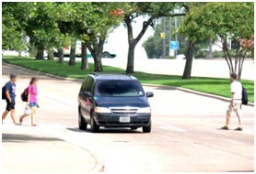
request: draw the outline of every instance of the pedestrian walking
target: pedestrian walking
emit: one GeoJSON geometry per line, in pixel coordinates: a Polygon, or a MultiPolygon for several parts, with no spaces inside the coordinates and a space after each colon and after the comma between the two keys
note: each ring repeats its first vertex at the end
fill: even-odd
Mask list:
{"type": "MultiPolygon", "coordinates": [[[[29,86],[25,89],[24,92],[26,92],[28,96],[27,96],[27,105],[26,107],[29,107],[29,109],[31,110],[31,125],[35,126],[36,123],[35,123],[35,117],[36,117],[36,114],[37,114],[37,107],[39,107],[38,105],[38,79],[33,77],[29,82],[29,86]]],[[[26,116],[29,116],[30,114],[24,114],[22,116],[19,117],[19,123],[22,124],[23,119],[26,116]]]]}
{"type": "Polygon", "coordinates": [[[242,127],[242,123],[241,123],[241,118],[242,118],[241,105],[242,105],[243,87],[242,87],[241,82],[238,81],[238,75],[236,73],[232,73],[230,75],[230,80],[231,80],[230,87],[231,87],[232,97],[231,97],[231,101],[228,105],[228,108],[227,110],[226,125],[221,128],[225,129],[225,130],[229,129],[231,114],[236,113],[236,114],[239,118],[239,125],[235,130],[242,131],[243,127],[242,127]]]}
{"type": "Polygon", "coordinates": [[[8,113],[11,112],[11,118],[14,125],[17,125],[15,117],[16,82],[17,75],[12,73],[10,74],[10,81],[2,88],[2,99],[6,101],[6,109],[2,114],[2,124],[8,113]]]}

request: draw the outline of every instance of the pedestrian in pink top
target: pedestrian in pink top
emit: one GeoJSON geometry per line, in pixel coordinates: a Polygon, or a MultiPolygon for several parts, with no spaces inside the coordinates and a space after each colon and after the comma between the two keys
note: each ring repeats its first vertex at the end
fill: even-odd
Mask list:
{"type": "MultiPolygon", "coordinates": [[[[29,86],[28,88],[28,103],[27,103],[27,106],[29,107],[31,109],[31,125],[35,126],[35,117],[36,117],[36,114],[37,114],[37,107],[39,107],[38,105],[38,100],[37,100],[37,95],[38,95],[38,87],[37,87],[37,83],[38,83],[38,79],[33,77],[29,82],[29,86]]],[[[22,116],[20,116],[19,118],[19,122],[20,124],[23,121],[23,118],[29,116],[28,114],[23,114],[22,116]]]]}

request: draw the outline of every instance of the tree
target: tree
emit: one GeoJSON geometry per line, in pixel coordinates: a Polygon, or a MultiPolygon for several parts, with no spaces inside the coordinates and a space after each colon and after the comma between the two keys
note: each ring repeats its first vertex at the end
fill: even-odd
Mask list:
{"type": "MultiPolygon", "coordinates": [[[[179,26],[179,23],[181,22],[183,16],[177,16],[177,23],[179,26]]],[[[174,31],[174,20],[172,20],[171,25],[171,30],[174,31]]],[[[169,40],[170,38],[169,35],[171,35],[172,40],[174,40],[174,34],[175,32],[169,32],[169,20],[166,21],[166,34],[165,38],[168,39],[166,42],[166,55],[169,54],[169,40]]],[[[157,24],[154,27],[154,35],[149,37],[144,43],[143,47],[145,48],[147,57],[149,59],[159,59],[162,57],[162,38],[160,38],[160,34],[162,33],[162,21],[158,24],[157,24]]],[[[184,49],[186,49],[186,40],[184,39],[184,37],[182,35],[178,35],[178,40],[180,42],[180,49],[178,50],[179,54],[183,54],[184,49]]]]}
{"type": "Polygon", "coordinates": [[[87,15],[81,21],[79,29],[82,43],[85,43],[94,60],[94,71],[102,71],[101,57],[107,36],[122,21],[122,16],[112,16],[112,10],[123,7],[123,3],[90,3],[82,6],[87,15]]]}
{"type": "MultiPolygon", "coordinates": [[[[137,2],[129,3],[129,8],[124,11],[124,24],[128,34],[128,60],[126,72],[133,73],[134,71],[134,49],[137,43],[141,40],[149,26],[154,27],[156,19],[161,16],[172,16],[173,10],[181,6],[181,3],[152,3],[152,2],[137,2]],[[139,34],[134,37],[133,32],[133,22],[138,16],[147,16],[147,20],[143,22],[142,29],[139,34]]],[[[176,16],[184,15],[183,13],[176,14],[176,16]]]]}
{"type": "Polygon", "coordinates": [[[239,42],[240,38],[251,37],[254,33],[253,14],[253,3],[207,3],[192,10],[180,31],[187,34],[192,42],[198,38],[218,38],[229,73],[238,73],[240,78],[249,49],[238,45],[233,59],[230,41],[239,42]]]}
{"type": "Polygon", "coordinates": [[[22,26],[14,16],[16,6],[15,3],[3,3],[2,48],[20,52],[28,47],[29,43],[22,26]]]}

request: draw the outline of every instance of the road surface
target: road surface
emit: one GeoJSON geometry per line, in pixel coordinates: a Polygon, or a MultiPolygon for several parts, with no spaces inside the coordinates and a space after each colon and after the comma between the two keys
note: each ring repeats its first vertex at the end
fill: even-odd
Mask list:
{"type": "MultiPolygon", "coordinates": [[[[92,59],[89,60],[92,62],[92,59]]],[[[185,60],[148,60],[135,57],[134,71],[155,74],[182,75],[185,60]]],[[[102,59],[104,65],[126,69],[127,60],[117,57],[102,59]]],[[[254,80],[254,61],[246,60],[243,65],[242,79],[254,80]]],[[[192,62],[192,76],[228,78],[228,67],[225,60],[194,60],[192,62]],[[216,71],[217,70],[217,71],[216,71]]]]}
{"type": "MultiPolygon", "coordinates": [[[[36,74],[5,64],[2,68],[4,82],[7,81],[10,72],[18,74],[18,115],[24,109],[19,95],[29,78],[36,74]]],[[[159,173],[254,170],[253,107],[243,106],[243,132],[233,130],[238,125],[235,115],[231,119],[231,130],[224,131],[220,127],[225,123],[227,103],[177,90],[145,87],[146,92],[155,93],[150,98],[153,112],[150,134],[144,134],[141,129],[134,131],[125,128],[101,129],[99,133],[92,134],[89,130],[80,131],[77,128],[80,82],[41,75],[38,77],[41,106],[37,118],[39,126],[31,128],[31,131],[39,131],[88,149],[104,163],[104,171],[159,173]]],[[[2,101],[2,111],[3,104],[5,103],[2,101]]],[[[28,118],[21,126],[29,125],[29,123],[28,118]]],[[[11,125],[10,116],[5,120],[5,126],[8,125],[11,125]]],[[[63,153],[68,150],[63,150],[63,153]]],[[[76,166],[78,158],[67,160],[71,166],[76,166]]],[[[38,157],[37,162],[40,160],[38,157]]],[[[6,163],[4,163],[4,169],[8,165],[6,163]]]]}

:::

Recast the lines of the records from the one containing "request: draw the outline of every instance of the pedestrian in" down through the one containing "target: pedestrian in pink top", both included, as a JSON list of strings with one string per line and no blank lines.

— Answer to this problem —
[
  "request: draw the outline of every instance of the pedestrian in pink top",
  "target: pedestrian in pink top"
]